**Exercise:** Please update the material below from the line with "Reviewer note: make sure each instance of the dome" to the line with "[(153, 232)]", replacing "keypoint" with "landmark" and leaving everything else unchanged. Give back only those lines, without the pictures.

**Given records:**
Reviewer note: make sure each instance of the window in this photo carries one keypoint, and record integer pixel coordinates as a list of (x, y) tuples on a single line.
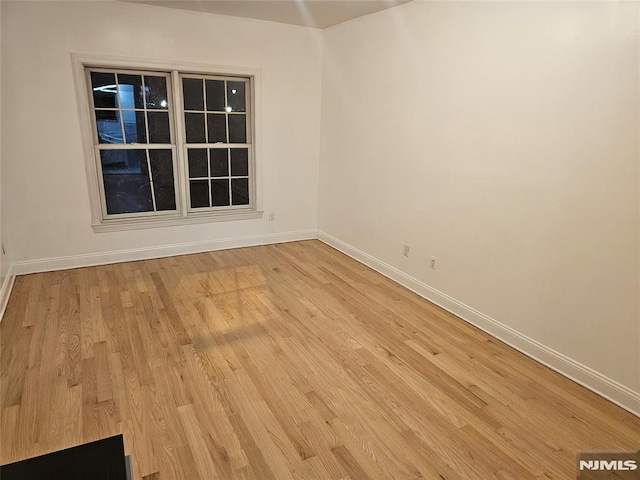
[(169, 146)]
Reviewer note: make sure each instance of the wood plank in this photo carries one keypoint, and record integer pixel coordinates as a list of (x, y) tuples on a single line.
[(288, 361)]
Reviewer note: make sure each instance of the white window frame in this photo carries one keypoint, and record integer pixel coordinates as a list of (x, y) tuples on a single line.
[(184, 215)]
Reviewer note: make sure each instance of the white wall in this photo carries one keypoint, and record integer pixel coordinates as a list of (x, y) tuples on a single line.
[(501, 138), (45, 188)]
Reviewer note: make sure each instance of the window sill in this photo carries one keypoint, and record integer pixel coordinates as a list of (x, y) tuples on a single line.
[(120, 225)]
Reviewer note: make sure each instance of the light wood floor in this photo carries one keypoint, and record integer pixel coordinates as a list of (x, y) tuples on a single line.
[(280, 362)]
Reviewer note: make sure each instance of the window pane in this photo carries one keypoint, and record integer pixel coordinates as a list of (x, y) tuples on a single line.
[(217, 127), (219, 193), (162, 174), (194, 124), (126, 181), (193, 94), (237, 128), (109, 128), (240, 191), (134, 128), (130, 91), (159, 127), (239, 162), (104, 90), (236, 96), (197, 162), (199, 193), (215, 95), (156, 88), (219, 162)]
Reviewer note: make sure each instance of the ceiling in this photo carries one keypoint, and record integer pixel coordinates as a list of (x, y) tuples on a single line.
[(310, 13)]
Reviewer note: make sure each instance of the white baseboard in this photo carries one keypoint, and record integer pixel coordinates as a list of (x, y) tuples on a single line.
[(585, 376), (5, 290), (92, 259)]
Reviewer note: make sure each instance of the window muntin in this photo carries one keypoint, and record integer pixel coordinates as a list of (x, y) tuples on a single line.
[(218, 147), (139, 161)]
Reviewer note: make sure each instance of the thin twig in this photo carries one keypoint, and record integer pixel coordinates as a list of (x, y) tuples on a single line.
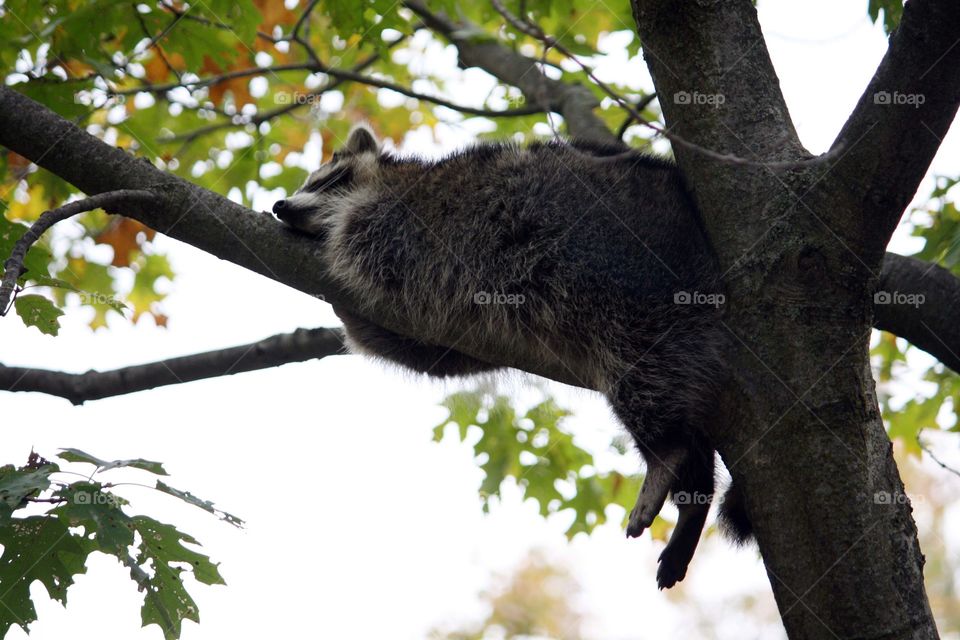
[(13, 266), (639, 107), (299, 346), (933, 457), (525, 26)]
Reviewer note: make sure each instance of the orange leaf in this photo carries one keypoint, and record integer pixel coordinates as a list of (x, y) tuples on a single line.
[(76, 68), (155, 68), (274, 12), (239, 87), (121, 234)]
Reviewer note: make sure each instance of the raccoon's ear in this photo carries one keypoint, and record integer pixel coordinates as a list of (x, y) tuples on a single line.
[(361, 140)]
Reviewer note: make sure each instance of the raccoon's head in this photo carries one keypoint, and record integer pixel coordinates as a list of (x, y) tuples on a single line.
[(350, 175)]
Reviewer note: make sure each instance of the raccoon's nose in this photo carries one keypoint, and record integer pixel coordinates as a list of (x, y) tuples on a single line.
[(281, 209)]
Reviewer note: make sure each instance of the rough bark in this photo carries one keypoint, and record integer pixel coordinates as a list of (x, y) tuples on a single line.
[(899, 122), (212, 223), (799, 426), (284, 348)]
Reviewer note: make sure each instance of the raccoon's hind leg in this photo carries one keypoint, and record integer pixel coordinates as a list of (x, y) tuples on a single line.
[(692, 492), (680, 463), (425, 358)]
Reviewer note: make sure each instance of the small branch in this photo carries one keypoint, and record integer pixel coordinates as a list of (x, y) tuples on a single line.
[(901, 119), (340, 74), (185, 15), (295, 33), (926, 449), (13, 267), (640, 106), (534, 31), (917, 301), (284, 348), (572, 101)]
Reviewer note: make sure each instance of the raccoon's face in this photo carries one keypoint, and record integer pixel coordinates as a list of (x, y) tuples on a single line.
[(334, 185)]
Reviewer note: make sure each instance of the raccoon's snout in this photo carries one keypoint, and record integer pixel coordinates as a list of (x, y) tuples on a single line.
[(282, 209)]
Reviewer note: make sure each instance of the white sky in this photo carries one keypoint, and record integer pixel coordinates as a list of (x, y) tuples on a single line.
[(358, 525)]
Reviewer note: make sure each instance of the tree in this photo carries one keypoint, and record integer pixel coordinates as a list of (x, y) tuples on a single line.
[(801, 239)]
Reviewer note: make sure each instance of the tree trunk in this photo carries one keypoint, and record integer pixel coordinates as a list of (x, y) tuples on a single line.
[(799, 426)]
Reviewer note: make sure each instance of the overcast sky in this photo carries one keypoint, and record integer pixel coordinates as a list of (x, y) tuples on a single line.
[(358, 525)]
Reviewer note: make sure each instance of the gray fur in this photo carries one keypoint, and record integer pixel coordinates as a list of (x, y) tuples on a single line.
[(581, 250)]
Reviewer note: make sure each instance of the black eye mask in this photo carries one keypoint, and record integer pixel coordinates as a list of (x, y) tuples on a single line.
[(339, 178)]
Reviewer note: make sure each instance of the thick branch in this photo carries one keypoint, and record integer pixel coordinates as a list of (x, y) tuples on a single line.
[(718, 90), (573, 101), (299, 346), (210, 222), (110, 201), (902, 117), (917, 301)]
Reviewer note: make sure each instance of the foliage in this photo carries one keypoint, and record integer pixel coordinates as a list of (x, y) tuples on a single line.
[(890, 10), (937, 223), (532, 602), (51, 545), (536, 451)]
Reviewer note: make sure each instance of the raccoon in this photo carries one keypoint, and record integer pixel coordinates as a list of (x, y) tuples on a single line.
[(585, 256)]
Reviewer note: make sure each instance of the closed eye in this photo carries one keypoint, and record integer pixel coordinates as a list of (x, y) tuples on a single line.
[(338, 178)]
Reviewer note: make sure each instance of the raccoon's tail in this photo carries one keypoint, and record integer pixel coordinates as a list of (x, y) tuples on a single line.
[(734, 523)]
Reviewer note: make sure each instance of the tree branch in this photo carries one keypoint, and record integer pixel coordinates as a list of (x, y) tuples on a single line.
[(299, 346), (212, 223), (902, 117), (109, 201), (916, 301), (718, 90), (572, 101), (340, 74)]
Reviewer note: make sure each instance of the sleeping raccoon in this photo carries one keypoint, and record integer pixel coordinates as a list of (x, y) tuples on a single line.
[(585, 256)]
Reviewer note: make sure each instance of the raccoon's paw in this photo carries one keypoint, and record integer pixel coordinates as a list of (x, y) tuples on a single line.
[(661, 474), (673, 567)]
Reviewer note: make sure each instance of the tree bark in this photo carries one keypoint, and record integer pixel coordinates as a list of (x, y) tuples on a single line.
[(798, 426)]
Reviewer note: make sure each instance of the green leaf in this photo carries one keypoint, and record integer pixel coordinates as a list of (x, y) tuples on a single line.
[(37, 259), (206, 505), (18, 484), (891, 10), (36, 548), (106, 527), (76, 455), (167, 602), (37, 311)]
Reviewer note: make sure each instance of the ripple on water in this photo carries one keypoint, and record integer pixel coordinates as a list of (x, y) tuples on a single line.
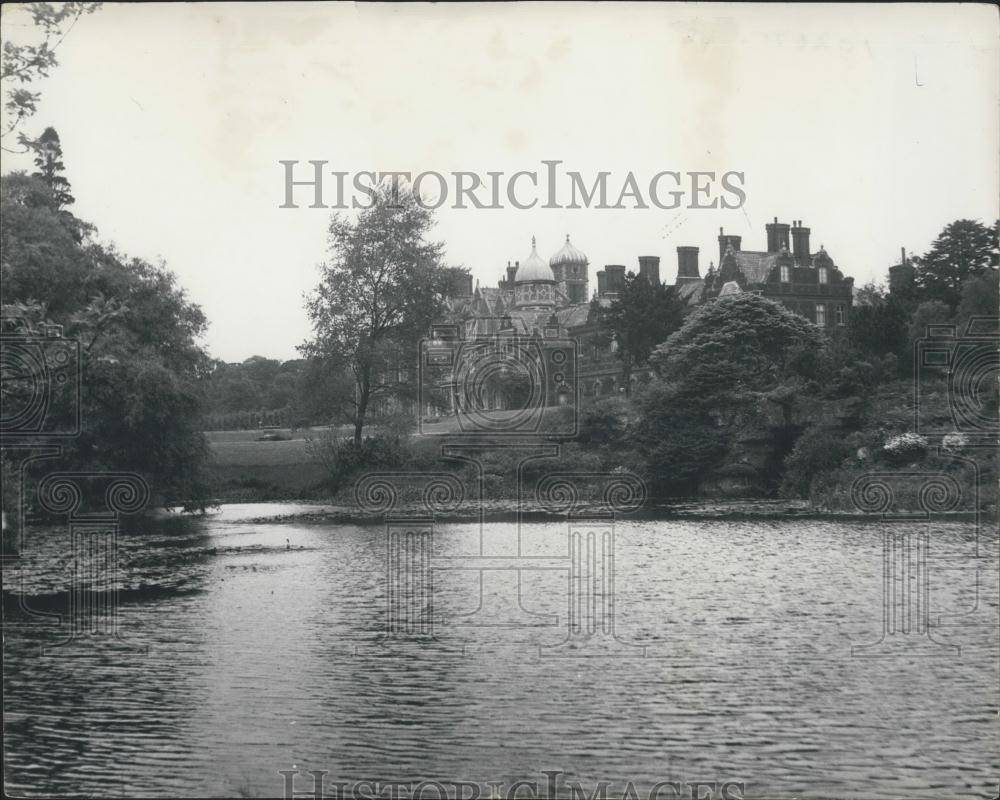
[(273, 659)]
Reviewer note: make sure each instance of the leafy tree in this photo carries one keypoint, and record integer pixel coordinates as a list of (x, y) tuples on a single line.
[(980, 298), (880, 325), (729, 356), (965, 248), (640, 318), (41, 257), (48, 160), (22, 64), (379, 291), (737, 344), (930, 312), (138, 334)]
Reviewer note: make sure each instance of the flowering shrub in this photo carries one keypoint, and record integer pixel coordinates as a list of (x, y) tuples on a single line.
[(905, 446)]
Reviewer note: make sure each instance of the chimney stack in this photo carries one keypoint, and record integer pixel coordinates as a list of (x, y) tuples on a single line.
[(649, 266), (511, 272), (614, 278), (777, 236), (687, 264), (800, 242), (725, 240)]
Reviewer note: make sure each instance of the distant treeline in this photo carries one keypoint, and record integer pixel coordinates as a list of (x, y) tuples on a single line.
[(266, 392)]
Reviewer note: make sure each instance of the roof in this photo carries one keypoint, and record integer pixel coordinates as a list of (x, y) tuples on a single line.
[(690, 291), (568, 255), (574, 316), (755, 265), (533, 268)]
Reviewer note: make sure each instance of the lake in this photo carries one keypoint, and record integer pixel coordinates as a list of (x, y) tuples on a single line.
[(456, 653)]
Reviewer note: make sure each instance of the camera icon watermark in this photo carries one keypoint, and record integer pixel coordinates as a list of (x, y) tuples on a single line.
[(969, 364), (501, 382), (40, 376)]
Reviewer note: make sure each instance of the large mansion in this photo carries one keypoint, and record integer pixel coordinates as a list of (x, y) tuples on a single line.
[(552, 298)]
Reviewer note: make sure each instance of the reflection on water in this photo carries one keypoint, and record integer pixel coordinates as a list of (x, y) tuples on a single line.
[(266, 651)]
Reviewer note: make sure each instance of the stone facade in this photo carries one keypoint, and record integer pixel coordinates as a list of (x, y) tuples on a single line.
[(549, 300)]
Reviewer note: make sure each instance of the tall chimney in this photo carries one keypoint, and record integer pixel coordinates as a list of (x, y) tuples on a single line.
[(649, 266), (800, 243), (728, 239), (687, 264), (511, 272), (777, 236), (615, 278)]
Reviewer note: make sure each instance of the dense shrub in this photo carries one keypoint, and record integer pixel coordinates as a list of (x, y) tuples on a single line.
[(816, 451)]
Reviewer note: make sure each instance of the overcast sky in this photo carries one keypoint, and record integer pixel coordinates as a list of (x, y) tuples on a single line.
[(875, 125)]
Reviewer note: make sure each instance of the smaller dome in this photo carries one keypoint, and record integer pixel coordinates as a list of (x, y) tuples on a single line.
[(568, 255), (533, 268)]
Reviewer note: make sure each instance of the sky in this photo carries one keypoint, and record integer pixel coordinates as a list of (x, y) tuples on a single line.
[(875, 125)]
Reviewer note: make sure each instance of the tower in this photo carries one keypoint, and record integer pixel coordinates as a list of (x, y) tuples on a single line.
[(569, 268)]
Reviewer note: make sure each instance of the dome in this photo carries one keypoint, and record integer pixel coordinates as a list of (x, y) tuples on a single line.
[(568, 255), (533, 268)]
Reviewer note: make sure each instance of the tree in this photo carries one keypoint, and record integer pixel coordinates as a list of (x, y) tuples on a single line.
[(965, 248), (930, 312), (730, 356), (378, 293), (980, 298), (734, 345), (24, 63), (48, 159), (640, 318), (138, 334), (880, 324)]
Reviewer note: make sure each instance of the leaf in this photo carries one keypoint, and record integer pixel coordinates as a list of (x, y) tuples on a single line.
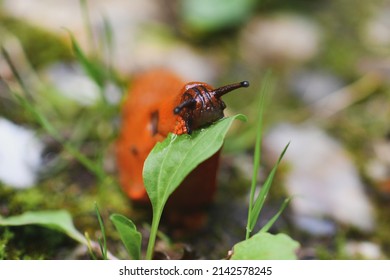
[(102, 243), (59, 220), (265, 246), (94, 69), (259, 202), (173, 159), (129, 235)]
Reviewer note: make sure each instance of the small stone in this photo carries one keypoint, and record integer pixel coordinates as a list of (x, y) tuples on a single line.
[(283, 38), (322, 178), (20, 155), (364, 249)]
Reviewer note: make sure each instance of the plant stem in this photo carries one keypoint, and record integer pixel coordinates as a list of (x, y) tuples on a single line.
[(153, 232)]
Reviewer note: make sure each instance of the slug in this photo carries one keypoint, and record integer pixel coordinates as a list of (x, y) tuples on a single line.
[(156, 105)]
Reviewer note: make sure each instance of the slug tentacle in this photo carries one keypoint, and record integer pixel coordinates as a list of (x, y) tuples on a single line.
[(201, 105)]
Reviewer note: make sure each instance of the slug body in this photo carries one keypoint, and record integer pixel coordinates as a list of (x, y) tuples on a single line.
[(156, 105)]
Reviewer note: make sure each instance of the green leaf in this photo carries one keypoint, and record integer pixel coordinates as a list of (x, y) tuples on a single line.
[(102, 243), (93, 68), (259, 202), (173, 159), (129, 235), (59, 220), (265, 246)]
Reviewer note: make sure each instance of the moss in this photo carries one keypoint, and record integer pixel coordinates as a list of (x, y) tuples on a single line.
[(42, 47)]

**Correct answer:**
Reviewer note: make sure each instance of the dome in this photo carries one landmark, and record integer pixel coordinates as a list of (x, y) tuples on a single line.
[(568, 255), (533, 268)]
Reviewer note: make sure each instance of the tree in this photo carries one landmark, and record integer pixel coordinates as a list of (x, y) tuples on a single line.
[(965, 248), (930, 312), (730, 356), (378, 293), (980, 298), (734, 345), (24, 63), (48, 159), (640, 318), (138, 334), (880, 324)]
Reviewer note: make sure each instance of the leaf in this photo carries one landmark, and record integer pixel coordinates as a list of (x, y) tuples on a single line.
[(102, 243), (59, 220), (265, 246), (94, 69), (259, 202), (173, 159), (129, 235)]
Reviewer note: make sure each instance of the small stone in this photo carries one landmark, and record integer pixel coordinates as a list of (x, y) tuples on a single line.
[(283, 38), (322, 178), (20, 155), (364, 249)]
Reviewer note: make sure each instance of the plant stem in this photo carries one landmark, and record integer pixel coordinates as a list of (x, y) tuples on a single line.
[(153, 232)]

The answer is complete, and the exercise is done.